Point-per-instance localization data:
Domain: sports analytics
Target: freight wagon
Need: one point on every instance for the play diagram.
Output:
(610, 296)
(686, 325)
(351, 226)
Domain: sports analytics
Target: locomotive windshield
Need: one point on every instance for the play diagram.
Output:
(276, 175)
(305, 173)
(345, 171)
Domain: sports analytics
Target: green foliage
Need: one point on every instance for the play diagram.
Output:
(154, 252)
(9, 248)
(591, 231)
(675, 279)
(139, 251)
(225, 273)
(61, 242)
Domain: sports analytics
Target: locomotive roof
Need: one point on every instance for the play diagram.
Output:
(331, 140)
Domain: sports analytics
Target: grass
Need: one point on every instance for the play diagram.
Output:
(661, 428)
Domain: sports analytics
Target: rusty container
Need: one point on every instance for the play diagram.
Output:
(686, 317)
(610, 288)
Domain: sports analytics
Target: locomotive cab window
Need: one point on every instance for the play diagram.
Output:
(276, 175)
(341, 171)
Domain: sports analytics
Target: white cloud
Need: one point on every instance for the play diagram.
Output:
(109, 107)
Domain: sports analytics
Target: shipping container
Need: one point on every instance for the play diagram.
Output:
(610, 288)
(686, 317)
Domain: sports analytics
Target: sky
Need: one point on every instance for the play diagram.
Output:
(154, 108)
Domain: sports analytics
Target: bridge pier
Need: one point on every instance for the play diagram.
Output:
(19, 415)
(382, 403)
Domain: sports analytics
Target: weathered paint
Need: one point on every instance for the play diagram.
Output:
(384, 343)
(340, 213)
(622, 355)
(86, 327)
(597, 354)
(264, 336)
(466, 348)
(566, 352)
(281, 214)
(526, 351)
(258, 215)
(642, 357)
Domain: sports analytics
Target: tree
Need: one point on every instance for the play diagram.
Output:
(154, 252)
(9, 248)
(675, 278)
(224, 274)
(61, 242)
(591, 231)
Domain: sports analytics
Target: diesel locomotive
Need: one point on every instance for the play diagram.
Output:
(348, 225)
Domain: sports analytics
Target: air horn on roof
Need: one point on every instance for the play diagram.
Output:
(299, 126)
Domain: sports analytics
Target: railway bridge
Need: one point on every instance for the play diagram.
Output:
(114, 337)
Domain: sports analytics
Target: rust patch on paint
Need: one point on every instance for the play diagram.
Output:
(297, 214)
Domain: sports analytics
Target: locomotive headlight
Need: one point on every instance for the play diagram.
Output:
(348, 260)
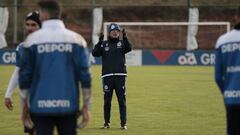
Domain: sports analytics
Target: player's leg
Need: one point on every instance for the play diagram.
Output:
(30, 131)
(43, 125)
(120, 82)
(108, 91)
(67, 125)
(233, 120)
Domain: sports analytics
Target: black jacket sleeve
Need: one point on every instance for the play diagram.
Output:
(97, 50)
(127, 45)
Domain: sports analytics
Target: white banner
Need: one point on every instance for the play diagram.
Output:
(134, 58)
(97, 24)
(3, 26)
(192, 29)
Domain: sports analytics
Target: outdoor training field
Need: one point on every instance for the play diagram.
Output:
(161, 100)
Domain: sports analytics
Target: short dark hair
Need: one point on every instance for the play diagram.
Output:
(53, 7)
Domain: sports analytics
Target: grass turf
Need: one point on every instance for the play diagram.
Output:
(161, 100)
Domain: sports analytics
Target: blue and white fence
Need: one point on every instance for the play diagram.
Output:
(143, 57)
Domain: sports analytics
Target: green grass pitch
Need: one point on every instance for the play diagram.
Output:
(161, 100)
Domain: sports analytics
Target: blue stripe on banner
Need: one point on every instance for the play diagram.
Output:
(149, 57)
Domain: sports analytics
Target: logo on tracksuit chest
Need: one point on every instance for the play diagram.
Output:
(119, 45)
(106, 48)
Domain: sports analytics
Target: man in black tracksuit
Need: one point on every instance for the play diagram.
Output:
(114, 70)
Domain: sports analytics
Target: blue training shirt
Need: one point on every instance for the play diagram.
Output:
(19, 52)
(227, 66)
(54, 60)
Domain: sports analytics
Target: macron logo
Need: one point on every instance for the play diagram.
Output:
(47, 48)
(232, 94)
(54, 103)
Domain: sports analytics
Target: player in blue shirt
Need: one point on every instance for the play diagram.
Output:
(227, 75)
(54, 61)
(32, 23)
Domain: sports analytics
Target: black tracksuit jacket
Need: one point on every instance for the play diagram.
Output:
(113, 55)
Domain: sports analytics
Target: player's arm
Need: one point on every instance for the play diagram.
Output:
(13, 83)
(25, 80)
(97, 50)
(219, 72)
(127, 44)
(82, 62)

...

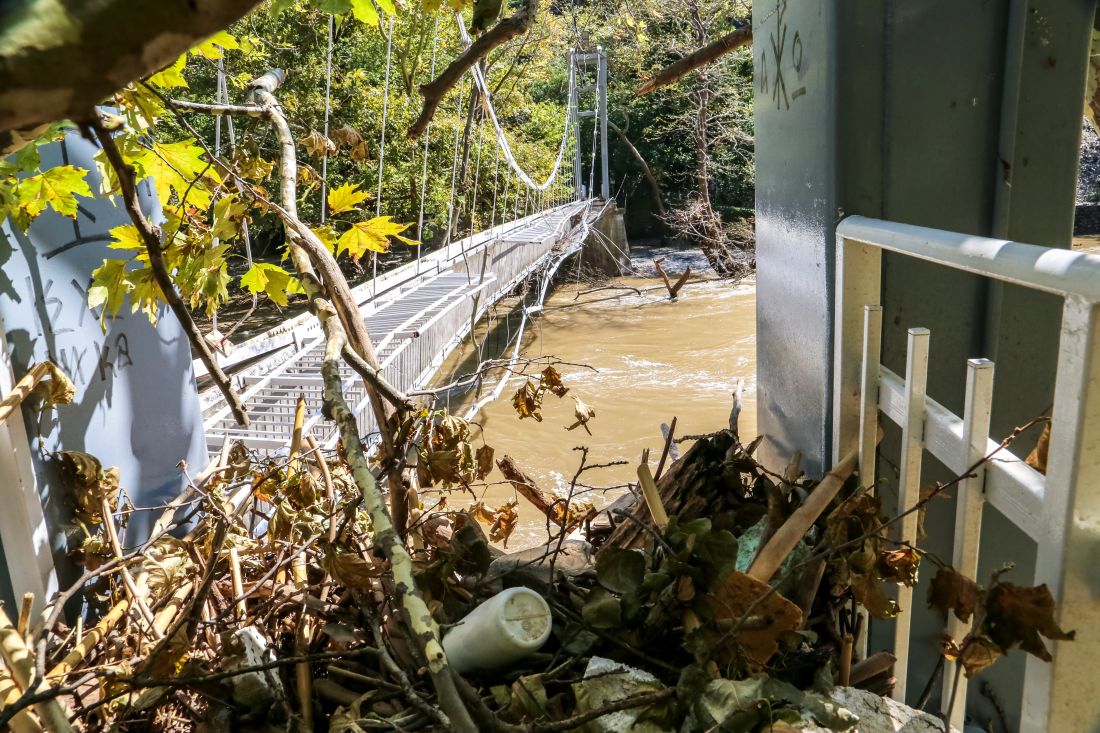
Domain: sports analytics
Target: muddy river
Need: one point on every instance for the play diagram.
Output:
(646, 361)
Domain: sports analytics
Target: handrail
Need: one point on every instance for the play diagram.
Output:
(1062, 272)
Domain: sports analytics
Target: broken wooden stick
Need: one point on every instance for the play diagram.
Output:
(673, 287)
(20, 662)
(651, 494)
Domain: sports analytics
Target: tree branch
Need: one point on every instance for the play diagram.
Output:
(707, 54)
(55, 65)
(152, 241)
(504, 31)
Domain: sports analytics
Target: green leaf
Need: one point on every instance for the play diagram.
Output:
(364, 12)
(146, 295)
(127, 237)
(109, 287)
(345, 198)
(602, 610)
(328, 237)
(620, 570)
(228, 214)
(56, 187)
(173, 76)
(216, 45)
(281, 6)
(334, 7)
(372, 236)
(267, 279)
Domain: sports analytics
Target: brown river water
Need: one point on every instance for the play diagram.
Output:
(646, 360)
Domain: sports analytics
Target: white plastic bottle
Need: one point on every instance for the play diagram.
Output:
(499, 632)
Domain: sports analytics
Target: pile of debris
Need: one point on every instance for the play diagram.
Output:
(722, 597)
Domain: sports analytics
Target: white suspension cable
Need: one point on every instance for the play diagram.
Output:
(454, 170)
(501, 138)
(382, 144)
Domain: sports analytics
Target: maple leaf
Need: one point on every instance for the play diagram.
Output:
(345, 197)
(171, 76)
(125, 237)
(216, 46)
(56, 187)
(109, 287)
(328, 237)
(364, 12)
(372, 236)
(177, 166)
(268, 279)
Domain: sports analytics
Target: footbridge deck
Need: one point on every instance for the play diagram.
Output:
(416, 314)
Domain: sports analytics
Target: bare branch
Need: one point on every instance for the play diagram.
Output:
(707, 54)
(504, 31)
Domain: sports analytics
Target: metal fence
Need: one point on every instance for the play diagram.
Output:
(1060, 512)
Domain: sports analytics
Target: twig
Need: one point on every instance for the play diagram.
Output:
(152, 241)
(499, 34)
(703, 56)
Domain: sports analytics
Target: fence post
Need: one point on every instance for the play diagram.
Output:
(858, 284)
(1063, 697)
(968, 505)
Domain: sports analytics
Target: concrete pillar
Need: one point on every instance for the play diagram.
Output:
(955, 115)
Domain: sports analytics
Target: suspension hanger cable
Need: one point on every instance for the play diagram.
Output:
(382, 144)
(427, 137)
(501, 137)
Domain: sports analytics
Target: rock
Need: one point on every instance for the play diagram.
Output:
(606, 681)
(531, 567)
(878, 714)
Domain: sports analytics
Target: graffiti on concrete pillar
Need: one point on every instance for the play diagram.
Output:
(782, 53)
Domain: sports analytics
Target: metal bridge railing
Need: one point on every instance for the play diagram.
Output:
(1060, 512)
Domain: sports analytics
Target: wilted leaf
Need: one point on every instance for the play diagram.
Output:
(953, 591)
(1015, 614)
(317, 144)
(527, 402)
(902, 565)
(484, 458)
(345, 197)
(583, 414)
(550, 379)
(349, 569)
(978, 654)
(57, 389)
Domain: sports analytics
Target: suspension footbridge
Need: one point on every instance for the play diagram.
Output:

* * *

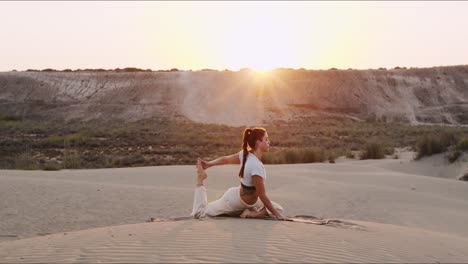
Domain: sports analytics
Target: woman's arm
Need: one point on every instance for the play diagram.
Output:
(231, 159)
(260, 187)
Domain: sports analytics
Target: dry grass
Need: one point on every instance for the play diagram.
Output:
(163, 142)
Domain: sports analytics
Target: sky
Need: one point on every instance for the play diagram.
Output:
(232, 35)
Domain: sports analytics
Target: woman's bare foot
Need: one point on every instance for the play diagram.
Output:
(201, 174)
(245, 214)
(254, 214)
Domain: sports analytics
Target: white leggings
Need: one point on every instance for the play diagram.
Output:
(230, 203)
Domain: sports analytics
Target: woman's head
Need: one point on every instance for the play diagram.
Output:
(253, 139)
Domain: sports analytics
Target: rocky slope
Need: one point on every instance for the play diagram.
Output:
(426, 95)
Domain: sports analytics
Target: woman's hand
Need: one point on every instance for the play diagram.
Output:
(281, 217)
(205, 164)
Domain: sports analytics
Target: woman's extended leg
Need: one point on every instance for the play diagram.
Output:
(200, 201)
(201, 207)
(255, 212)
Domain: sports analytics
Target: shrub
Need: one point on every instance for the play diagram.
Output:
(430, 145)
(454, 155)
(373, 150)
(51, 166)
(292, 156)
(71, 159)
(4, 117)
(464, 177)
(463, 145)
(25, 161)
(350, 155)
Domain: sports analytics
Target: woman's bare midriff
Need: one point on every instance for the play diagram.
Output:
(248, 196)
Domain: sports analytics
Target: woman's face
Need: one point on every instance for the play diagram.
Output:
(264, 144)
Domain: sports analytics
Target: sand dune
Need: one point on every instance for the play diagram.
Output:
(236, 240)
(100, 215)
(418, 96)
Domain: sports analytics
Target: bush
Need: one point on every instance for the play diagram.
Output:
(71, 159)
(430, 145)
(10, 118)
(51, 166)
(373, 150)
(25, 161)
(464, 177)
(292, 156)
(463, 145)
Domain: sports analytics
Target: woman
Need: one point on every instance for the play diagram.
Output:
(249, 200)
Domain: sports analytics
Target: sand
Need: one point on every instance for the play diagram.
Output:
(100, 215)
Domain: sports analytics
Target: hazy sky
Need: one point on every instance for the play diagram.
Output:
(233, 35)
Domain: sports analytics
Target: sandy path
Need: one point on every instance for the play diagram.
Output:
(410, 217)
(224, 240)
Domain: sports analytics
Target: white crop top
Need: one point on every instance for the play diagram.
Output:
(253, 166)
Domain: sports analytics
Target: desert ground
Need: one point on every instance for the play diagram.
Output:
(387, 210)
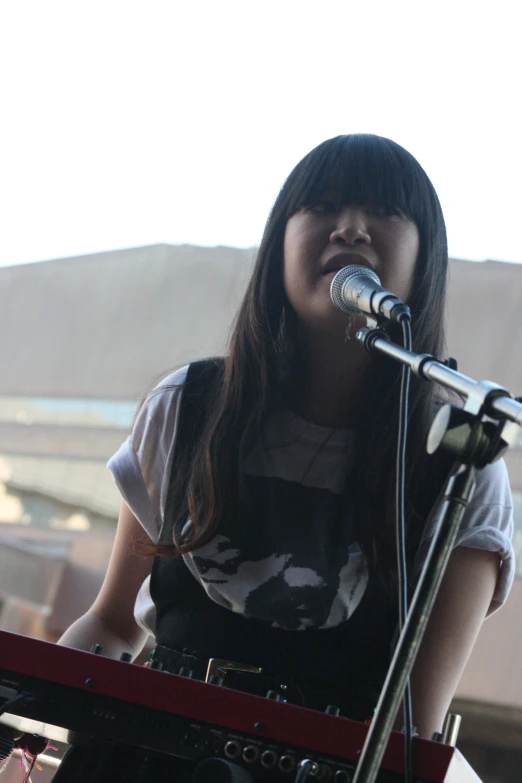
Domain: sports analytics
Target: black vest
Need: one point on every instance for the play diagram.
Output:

EXERCISE DETAILS>
Tally the lines of the entries that include the word "locomotive" and give only the total.

WRITTEN ANSWER>
5